======== Document excerpt

3.5 (10 marks, max 100 words) Describe a sequencing strategy and data analysis workflow including Kraken that could be used to determine whether a human patient is infected with SARS-CoV-2. Please state which tools are used and for what purposes (no need for version numbers or commands). Include some form of quality control. What sequences would be included in the Kraken database used for this application?


~~ GRADED CELL 3.1 (20 marks) - complete this cell ~~

In your own words, describe the method used by Kraken to assign a taxonomic classification to each read in a short-read readset. Include a description of the database and the classification tree. Include each of the main steps of the algorithm. **200 words max**

* Build Kraken database
    * Select a library which contains reference sequences, such as RefSeq from NCBI.
    * Create a database that contains every distict 31-mer in the library using JellyFish k-mer counter.
    * For each of the k-mer in the database, its LCA(least common ancestor) value is stored, which is calculated by using the taxonomy information of its original sequence.
* Perform a k-mer query
    * Similar k-mers are stored consecutively like a group in the database, and they have the same "minimizer" as the index, which is a short sequence produced by the k-mer sequence.
    * To query a k-mer for its LCA, the database locates its group by using its minimizer, then performs binary search within this group.
* Assign a taxonomic classification to a read
    * Map all the k-mers of this read to their LCA taxa by using the database above, these LCA taxa and taxonomy tree form a classification tree, in which each node is weighted with the number of k-mers mapped to the taxon of that node.
    * Scores are calculated by sum up node weights of the root-to-leaf path, finally the read is labelled with the taxon of the leaf node of the path with the maximum score.

~~ GRADED CELL 3.2 (5 marks) - complete this cell ~~

A researcher used Kraken to assign taxonomic labels to a readset from throat swabs of children with throat infections. The researcher finds that very few of the reads have been assigned a label. Explain the most likely reason for this. Assume the researcher used the Kraken-GB database and that no reads were misclassified. **50 words max**

The sample readset contains sequences from bacteria genome that are not in the Kraken-GB database.

~~ GRADED CELL 3.3 (5 marks) - complete this cell ~~

What is the main limitation to using Kraken to estimate the microbial diversity of a previously unsampled environment? **50 words max**

Difficult to select a database or library that are promised to contain all the genomes that will present in the environment.

================

● Activity 1
In the Kraken coursework, rewrite the part starting with "A researcher used" and going on through "the Kraken-GB database.", with "children" changed to "adults".
● Activity 2
Continue the Kraken coursework from the point where it stops.

======== Data to examine

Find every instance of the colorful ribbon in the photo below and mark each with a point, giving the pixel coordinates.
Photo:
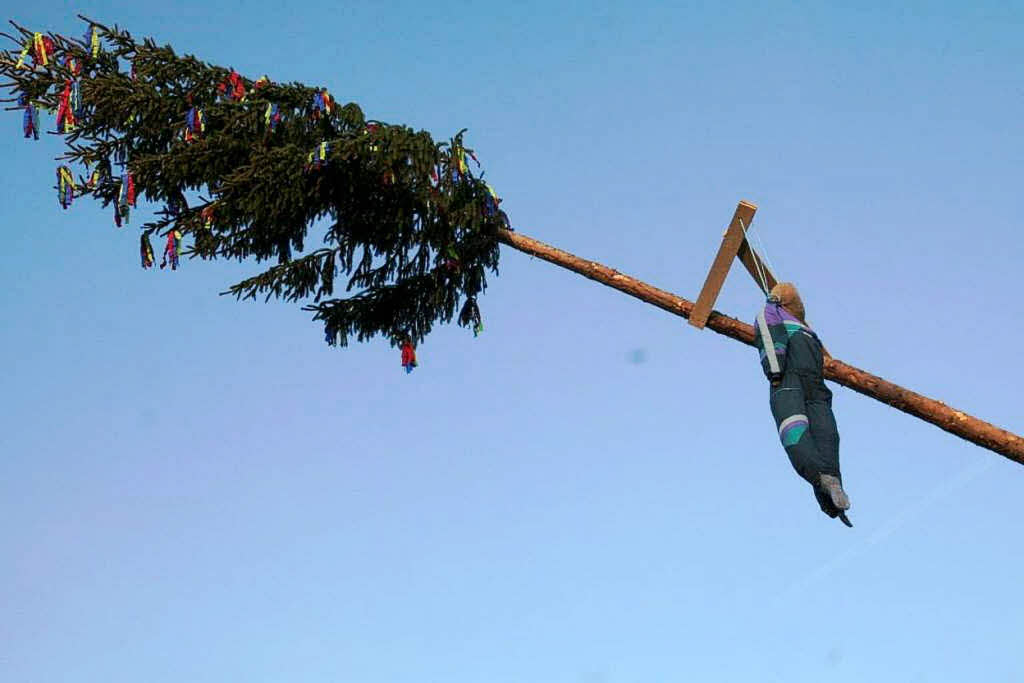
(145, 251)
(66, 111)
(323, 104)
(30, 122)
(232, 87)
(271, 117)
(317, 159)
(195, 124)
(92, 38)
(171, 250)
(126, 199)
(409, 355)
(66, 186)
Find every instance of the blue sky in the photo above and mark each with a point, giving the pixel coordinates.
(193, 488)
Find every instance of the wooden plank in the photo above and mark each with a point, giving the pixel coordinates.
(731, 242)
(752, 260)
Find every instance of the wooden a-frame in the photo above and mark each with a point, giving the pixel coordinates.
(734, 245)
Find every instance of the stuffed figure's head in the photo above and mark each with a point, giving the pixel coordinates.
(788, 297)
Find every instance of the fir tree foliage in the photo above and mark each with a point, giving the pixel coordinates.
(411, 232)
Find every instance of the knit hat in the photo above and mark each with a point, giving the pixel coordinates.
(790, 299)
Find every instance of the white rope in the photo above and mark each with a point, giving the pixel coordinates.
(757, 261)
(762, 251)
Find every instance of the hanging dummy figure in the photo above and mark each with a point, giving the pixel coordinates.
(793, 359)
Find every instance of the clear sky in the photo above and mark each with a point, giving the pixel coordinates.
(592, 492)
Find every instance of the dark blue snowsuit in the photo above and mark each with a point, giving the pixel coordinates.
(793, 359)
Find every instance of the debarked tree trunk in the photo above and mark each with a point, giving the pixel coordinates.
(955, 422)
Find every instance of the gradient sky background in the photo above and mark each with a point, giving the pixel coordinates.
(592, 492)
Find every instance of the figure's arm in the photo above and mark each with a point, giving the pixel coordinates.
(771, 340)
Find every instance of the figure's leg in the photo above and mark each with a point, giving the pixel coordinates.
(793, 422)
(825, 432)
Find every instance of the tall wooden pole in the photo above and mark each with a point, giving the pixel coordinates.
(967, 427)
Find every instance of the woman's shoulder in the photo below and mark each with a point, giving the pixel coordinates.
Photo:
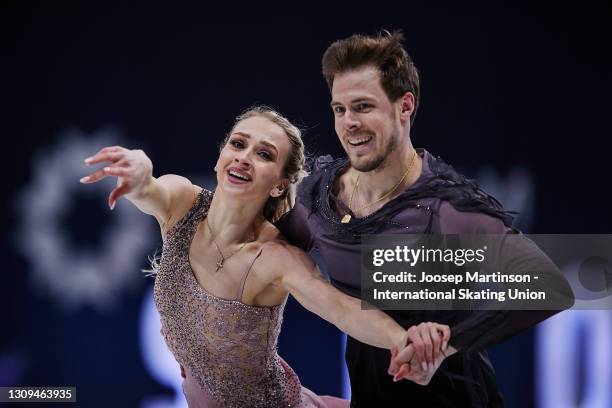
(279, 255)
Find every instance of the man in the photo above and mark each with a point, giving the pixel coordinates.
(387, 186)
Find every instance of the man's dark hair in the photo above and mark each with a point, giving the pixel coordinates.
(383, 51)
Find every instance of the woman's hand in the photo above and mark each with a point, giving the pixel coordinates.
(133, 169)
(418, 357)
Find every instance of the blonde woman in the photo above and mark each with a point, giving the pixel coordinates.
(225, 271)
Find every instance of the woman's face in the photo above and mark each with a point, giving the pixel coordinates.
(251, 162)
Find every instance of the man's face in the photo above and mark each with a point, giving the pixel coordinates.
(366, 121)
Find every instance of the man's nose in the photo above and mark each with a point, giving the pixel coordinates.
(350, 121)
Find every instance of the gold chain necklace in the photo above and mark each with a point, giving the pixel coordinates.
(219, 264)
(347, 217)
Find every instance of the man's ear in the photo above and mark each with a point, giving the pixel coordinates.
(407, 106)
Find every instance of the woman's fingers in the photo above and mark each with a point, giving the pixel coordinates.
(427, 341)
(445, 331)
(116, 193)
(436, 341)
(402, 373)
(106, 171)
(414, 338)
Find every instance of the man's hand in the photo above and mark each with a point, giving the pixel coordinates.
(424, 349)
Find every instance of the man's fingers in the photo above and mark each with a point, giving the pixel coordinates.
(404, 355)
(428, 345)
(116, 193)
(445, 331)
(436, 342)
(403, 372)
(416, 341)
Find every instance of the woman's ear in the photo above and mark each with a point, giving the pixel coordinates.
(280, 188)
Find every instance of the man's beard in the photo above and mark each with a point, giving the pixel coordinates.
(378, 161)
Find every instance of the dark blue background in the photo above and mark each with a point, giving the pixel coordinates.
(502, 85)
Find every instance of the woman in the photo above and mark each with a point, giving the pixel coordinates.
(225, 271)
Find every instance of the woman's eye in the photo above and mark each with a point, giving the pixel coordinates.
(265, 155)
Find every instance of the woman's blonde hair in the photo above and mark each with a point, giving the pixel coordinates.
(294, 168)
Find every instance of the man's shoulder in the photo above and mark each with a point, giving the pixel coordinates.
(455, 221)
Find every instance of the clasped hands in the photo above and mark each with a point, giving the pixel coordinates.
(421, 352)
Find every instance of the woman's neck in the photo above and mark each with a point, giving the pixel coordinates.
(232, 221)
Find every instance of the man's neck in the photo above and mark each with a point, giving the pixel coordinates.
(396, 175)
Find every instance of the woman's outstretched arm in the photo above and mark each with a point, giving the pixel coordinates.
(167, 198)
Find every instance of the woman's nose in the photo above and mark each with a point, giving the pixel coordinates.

================

● Exercise output 1
A researcher used Kraken to assign taxonomic labels to a readset from throat swabs of adults with throat infections. The researcher finds that very few of the reads have been assigned a label. Explain the most likely reason for this. Assume the researcher used the Kraken-GB database and that no reads were misclassified. **50 words max**

The sample readset contains sequences from bacteria genome that are not in the Kraken-GB database.

● Exercise output 2
~~ GRADED CELL 3.4 (10 marks) - complete this cell ~~

Metagenomic readsets can be very large. Explain how Kraken achieves a fast run-time while preserving classification accuracy? **100 words max**

* In Kraken database, similar k-mers with the same minimizer are stored together in a range, the search result range of a new query will be put in CPU cache for subsequent queries, so that subsequent queries are expedited when they are in the same search range.
* Using XOR operation as the algorithm to compare M-mers, in order to create more even minimizer distribution.
* Before calculating new minimizer for a new query, search the result in previous search range first to prevent duplicated calculation.

~~ GRADED CELL 3.5 (10 marks) - complete this cell ~~

Describe a sequencing strategy and data analysis workflow including Kraken that could be used to determine whether a human patient is infected with SARS-CoV-2. Please state which tools are used and for what purposes (no need for version numbers or commands). Include some form of quality control. What sequences would be included in the Kraken database used for this application? **100 words max**

* Extract DNA sample from the patient
* Do RNA reverse transcription with the sample to produce cDNA
* Do PCR amplification
* For the quality control, use adaptor trimming to remove adaptor sequences, use filters to remove extremely short reads. 
* Use NGS to produce short read readsets
* Choose a library containing covid-19 genome to build a Kraken database
* Perform Kraken taxonomy classification to this readset, and see whether there are sequences labelled with covid-19.